[start of Material for this exercise]
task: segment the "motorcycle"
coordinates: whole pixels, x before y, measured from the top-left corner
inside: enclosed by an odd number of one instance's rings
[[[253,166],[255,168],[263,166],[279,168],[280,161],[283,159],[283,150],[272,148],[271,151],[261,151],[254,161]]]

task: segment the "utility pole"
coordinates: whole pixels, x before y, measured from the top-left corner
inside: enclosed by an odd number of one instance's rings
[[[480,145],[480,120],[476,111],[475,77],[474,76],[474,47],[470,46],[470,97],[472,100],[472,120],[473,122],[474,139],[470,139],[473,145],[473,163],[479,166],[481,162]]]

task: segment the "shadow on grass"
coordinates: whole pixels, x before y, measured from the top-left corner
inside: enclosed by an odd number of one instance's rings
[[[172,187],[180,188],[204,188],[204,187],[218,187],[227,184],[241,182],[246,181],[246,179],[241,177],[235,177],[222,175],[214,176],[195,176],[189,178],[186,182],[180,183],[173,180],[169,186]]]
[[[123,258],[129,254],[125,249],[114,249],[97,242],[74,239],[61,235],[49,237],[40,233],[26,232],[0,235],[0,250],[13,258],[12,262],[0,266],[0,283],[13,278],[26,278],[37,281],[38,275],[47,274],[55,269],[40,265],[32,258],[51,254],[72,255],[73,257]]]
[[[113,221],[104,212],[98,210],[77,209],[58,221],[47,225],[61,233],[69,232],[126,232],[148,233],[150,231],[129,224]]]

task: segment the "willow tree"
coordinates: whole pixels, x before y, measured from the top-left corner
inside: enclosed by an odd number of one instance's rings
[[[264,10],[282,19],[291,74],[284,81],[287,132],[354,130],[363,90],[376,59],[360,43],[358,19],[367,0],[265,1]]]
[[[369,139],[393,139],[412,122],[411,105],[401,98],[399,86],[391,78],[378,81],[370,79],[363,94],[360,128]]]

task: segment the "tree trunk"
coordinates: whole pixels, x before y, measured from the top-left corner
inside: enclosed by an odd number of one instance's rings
[end of Material for this exercise]
_Exercise details:_
Reproduce the records in full, swapping each occurrence of "top-left corner" for "upper-left corner" and leaving all other text unchanged.

_The reply:_
task: segment the "motorcycle"
coordinates: whole pixels, x before y, measured from the upper-left corner
inside: enclosed by an odd number of one instance's rings
[[[253,166],[255,168],[263,166],[279,168],[280,161],[283,159],[283,150],[272,148],[271,151],[261,151],[254,161]]]

task: segment the "utility pole"
coordinates: whole pixels, x before y, measured from the upper-left corner
inside: enclosed by an odd number of one instance's rings
[[[480,145],[480,120],[476,111],[475,77],[474,76],[474,47],[470,46],[470,97],[472,100],[472,120],[473,122],[474,139],[470,139],[473,145],[473,163],[479,166],[481,162]]]

task: segment the "shadow on grass"
coordinates: whole pixels, x before y, measured from the upper-left corner
inside: enclosed by an odd number of one instance's rings
[[[172,187],[180,188],[204,188],[204,187],[218,187],[227,184],[241,182],[246,181],[246,179],[241,177],[235,177],[222,175],[214,176],[195,176],[189,178],[186,182],[180,183],[173,180],[169,186]]]
[[[123,258],[129,254],[125,249],[114,249],[97,242],[74,239],[61,235],[49,237],[40,233],[26,232],[0,235],[0,250],[13,258],[12,262],[0,266],[0,283],[13,278],[26,278],[37,281],[38,275],[47,274],[55,269],[40,265],[32,258],[51,254],[72,255],[73,257]]]
[[[113,221],[104,212],[98,210],[77,209],[58,221],[47,225],[61,233],[69,232],[126,232],[148,233],[150,231],[129,224]]]

task: segment the "willow tree"
coordinates: whole pixels, x before y, measured from the upper-left corner
inside: enclosed by an odd number of one instance's rings
[[[264,10],[282,19],[291,74],[284,81],[287,132],[354,130],[363,90],[376,59],[360,43],[358,19],[367,0],[265,1]]]
[[[369,139],[393,139],[412,122],[411,105],[401,98],[399,86],[391,78],[378,81],[370,79],[363,94],[360,128]]]

task: segment the "tree trunk"
coordinates: whole pixels, x before y, measured from the upper-left corner
inside: enclosed by an odd number of one instance's rings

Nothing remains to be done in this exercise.